- GOAL OF THE EXERCISE
Gather every line of the listing below that contains the string "surface", and reproduce each such line verbatim.

- Collection entries
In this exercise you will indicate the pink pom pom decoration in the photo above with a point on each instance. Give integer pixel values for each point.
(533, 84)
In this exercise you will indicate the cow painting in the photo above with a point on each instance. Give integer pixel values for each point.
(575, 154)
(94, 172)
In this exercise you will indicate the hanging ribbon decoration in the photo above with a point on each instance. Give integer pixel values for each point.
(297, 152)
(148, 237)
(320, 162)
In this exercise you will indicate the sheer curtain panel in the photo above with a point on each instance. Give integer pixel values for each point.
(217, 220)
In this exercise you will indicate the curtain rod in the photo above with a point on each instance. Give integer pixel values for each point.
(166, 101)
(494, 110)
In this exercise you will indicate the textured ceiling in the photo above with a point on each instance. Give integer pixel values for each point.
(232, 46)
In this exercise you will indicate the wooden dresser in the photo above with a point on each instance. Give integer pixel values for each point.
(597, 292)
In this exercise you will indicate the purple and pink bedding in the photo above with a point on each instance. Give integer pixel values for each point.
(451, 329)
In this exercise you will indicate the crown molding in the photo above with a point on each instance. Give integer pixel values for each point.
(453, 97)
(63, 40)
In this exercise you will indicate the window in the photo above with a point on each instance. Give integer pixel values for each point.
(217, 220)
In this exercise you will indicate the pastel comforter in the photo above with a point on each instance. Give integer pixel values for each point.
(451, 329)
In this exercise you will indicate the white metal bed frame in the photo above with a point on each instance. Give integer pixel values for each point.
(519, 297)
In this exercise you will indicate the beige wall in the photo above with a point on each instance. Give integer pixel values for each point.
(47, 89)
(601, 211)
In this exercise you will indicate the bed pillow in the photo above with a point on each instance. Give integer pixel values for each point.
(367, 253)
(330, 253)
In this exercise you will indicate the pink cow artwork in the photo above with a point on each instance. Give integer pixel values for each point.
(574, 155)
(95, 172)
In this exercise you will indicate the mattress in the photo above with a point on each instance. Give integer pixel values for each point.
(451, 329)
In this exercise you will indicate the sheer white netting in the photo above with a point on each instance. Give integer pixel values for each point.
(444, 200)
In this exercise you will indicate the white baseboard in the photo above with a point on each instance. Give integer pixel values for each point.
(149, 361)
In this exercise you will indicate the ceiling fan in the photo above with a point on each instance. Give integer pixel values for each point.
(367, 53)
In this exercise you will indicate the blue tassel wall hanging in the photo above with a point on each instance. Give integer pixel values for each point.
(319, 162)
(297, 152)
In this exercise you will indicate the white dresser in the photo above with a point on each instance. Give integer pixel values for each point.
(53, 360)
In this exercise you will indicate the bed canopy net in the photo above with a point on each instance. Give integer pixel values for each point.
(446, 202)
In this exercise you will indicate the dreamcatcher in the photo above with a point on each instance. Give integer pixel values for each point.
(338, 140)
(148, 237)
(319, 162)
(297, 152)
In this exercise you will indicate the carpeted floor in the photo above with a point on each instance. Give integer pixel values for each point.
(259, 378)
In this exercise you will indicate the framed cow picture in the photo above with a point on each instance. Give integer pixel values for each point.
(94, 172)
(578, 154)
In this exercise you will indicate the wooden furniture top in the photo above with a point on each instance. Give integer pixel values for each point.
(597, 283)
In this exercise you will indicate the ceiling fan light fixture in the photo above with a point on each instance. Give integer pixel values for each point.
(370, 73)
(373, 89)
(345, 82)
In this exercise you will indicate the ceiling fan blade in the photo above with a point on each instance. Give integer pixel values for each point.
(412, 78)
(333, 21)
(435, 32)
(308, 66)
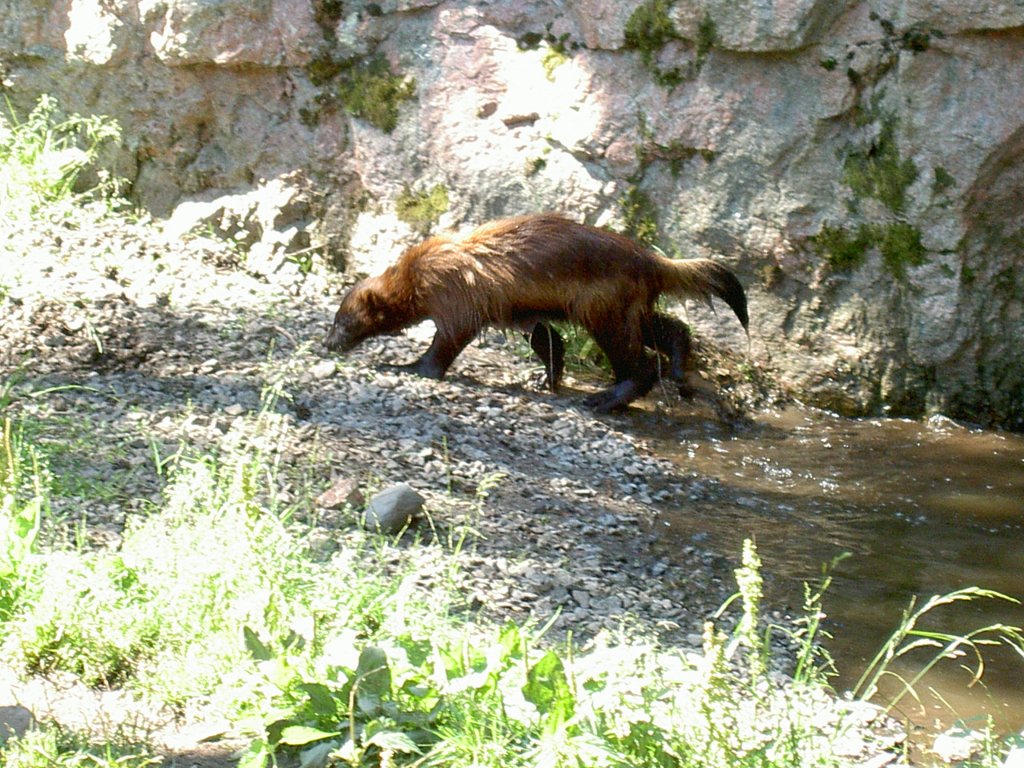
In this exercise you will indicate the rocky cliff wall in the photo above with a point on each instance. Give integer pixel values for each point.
(859, 164)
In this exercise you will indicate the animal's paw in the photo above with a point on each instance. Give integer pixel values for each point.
(607, 400)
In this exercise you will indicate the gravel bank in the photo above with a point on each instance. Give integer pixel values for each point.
(127, 344)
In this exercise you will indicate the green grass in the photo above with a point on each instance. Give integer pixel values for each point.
(43, 156)
(216, 600)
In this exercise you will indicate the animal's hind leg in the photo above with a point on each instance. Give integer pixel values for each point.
(548, 345)
(622, 341)
(670, 337)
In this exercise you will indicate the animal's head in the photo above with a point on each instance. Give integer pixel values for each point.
(364, 312)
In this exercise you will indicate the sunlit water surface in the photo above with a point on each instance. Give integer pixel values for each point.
(923, 509)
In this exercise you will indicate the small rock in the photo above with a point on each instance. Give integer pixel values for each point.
(343, 491)
(392, 509)
(323, 370)
(14, 722)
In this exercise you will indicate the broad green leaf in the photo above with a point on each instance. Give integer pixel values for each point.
(548, 689)
(373, 674)
(255, 646)
(297, 735)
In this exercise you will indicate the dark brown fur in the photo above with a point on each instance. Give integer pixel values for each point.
(518, 273)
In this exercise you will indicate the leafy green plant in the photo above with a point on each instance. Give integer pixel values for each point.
(43, 157)
(910, 637)
(23, 500)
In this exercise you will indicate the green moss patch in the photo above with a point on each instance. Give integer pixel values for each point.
(422, 210)
(372, 91)
(899, 244)
(650, 28)
(880, 172)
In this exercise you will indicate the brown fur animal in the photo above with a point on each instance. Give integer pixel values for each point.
(521, 272)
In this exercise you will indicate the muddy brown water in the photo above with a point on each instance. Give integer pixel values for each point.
(923, 509)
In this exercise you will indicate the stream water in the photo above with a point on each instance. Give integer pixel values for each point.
(923, 509)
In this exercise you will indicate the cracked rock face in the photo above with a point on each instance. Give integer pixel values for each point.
(859, 165)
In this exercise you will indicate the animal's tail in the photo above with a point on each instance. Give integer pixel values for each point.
(701, 279)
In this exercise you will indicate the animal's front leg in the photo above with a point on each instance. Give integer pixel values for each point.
(548, 345)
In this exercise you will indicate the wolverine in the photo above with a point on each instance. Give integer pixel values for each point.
(519, 273)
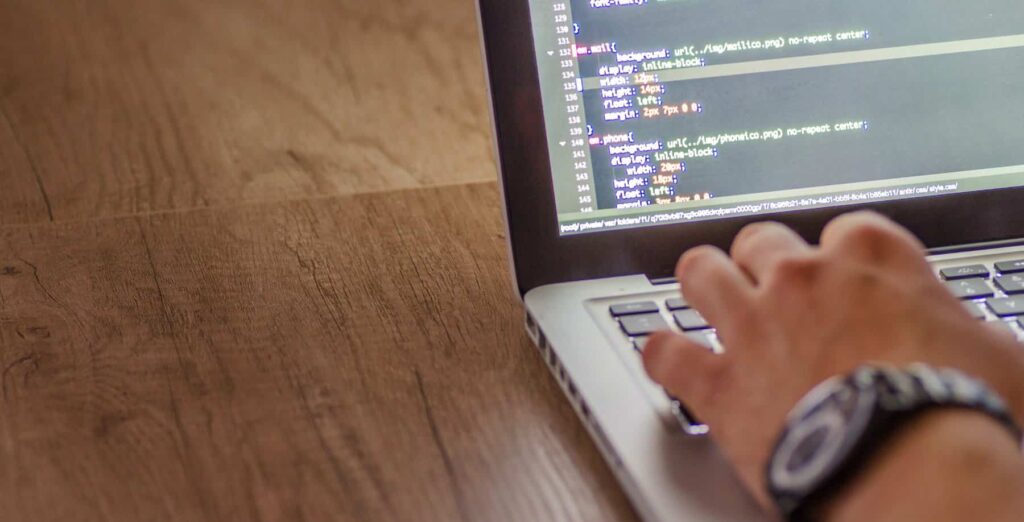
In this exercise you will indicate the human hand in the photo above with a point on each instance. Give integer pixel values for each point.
(792, 315)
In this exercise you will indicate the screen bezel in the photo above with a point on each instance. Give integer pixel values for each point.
(542, 257)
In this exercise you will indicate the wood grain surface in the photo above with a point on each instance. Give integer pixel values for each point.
(113, 107)
(354, 358)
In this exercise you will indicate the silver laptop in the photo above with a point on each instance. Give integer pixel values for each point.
(631, 130)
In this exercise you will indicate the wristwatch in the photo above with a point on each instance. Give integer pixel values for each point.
(833, 432)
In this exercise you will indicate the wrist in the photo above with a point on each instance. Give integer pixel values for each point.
(944, 466)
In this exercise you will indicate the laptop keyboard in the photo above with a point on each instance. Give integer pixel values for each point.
(990, 293)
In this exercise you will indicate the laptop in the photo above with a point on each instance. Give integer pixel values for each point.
(629, 131)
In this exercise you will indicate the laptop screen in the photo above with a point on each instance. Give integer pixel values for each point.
(663, 112)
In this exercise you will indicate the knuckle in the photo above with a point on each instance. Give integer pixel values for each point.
(869, 233)
(695, 260)
(750, 233)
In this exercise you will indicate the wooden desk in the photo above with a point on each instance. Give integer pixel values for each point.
(197, 323)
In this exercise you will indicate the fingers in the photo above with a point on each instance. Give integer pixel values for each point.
(759, 247)
(685, 368)
(713, 284)
(871, 237)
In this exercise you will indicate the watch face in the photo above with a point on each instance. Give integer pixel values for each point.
(822, 431)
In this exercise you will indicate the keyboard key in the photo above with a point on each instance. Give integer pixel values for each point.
(677, 304)
(970, 289)
(690, 320)
(640, 325)
(634, 308)
(965, 272)
(1007, 307)
(975, 310)
(639, 343)
(1011, 284)
(702, 338)
(1011, 266)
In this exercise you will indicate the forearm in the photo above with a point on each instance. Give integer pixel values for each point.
(948, 466)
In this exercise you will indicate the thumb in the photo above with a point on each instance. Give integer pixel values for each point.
(684, 367)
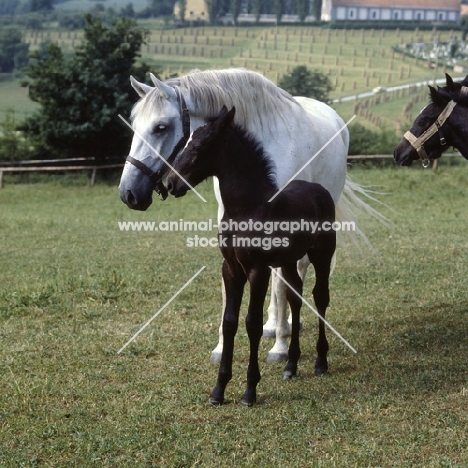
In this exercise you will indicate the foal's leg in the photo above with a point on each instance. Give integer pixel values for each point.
(321, 257)
(290, 274)
(279, 352)
(216, 353)
(258, 279)
(234, 281)
(269, 329)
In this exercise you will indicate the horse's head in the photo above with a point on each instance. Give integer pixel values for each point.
(198, 159)
(438, 126)
(162, 125)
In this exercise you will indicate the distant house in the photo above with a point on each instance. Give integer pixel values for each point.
(195, 10)
(391, 10)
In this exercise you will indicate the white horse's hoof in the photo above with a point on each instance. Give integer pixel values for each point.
(269, 332)
(277, 357)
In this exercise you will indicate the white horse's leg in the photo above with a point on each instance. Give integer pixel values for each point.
(269, 329)
(302, 266)
(279, 352)
(216, 353)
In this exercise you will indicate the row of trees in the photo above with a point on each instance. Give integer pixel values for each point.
(218, 8)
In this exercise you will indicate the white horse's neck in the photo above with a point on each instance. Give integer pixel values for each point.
(261, 107)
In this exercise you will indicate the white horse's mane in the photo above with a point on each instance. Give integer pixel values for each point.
(255, 97)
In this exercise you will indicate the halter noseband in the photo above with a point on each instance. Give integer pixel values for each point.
(156, 176)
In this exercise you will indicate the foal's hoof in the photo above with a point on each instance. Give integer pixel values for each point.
(216, 402)
(247, 402)
(319, 371)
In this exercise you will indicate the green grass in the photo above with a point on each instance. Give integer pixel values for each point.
(74, 289)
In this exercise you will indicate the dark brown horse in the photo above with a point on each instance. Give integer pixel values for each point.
(440, 125)
(252, 238)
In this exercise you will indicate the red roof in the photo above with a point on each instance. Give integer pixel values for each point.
(451, 4)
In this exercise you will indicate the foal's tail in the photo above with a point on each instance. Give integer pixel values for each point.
(351, 204)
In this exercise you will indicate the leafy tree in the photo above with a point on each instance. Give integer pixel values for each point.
(464, 26)
(82, 96)
(128, 10)
(13, 52)
(303, 82)
(13, 146)
(8, 7)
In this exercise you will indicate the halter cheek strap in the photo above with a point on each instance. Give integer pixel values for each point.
(156, 176)
(418, 142)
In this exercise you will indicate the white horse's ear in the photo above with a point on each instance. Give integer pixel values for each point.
(141, 89)
(163, 87)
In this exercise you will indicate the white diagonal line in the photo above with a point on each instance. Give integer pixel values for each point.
(158, 155)
(312, 158)
(161, 309)
(315, 312)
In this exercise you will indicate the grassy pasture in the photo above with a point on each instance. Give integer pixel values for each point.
(74, 289)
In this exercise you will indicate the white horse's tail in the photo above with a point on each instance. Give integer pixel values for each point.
(351, 205)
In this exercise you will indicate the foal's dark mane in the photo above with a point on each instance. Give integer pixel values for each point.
(262, 164)
(453, 92)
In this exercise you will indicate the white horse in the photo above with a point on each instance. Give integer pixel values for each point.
(291, 129)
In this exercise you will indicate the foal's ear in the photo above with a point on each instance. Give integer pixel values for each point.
(435, 98)
(449, 82)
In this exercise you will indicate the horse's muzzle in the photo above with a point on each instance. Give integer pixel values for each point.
(176, 187)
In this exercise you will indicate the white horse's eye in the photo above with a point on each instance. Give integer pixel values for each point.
(160, 128)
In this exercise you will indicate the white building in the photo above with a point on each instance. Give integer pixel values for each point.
(391, 10)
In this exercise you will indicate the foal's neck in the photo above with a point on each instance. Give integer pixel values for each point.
(246, 177)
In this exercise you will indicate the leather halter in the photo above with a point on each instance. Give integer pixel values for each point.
(156, 176)
(418, 142)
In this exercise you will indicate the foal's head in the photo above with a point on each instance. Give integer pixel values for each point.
(198, 160)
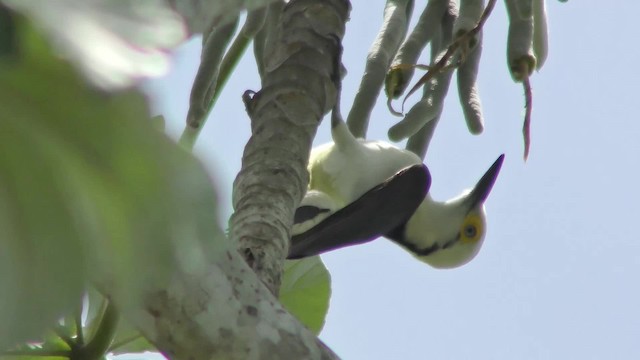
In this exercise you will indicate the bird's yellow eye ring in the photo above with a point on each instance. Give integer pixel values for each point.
(471, 228)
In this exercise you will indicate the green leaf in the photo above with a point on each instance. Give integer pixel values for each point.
(88, 190)
(305, 291)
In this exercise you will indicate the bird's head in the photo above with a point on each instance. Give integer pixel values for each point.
(449, 234)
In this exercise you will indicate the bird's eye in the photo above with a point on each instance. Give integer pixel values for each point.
(470, 231)
(471, 228)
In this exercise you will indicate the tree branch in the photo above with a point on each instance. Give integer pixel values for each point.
(297, 90)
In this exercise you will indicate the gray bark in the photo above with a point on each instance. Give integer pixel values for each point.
(297, 90)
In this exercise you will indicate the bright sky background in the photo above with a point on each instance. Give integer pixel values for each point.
(557, 277)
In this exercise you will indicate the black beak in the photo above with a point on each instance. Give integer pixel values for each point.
(482, 189)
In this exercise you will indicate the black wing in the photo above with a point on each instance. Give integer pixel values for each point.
(374, 214)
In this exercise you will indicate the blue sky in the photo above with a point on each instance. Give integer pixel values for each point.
(558, 274)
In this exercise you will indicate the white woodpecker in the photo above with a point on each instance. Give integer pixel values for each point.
(360, 190)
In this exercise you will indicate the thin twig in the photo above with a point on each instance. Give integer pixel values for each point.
(442, 64)
(528, 108)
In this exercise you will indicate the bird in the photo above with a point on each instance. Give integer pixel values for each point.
(360, 190)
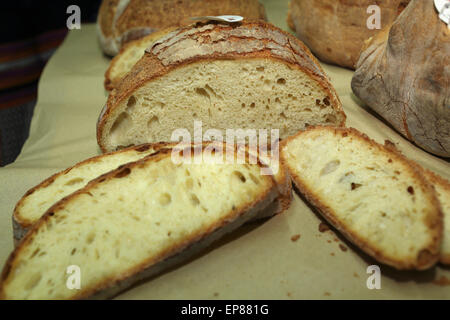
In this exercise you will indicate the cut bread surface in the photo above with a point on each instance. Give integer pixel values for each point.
(377, 198)
(442, 187)
(130, 220)
(37, 200)
(251, 76)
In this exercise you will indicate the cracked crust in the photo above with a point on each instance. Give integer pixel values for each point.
(120, 21)
(215, 41)
(429, 255)
(402, 75)
(335, 30)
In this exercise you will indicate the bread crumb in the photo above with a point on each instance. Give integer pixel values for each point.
(323, 227)
(442, 281)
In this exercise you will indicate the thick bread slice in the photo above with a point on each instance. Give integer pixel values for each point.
(129, 222)
(373, 195)
(213, 72)
(130, 53)
(442, 187)
(38, 199)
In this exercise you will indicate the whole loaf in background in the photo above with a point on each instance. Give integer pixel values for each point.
(403, 74)
(120, 21)
(335, 30)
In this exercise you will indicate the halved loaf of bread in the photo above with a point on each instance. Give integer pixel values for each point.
(135, 221)
(38, 199)
(249, 75)
(373, 195)
(130, 53)
(120, 21)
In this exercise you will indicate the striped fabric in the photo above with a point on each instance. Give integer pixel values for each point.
(21, 64)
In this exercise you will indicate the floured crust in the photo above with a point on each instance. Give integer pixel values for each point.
(429, 255)
(121, 21)
(148, 267)
(111, 81)
(215, 41)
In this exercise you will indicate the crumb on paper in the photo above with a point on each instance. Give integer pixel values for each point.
(323, 227)
(442, 281)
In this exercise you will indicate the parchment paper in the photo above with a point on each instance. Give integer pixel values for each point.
(259, 261)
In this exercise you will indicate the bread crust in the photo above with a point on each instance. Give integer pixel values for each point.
(429, 255)
(111, 286)
(111, 82)
(21, 225)
(247, 40)
(335, 30)
(402, 75)
(121, 21)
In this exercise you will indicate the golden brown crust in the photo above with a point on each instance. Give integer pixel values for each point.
(26, 224)
(121, 21)
(429, 255)
(110, 82)
(158, 156)
(335, 30)
(203, 42)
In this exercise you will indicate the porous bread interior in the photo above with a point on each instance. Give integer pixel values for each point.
(130, 220)
(34, 205)
(223, 94)
(443, 191)
(379, 201)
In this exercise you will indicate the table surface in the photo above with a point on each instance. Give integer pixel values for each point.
(259, 261)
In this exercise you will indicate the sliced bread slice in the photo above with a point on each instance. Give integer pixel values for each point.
(38, 199)
(134, 222)
(130, 53)
(442, 187)
(377, 198)
(212, 72)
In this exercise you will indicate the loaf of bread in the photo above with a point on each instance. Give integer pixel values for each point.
(373, 195)
(335, 30)
(120, 21)
(135, 221)
(403, 75)
(128, 56)
(249, 75)
(38, 199)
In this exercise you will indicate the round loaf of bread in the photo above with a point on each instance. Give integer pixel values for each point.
(335, 30)
(120, 21)
(246, 76)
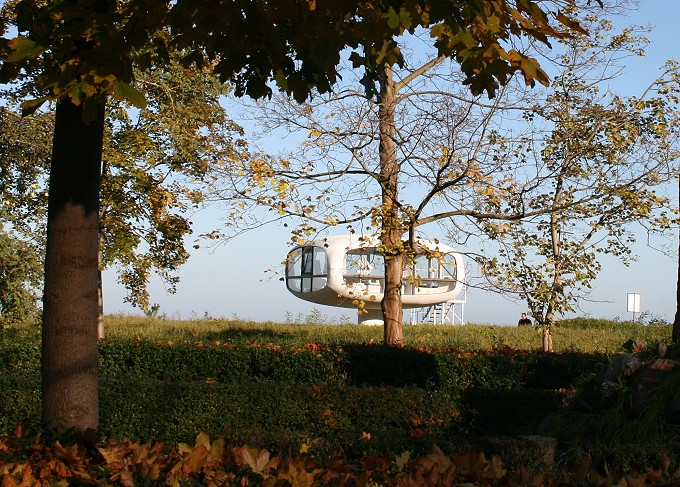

- CORRECT RESPONSE
In this exercise you will indicate the sunlit water surface in the photo above with a point on each instance. Give integer pixel values for each point.
In this exercise you will indicate the wood grain surface in the photo above with a point on each instance. Give integer pixel values for each point.
In this exercise you will indicate the cut bread surface in the photo above with a point on each instance. Give integer pixel values for each point.
In this exercise you will indicate the table surface in the photo above with a point on each instance. Give integer pixel values for each point.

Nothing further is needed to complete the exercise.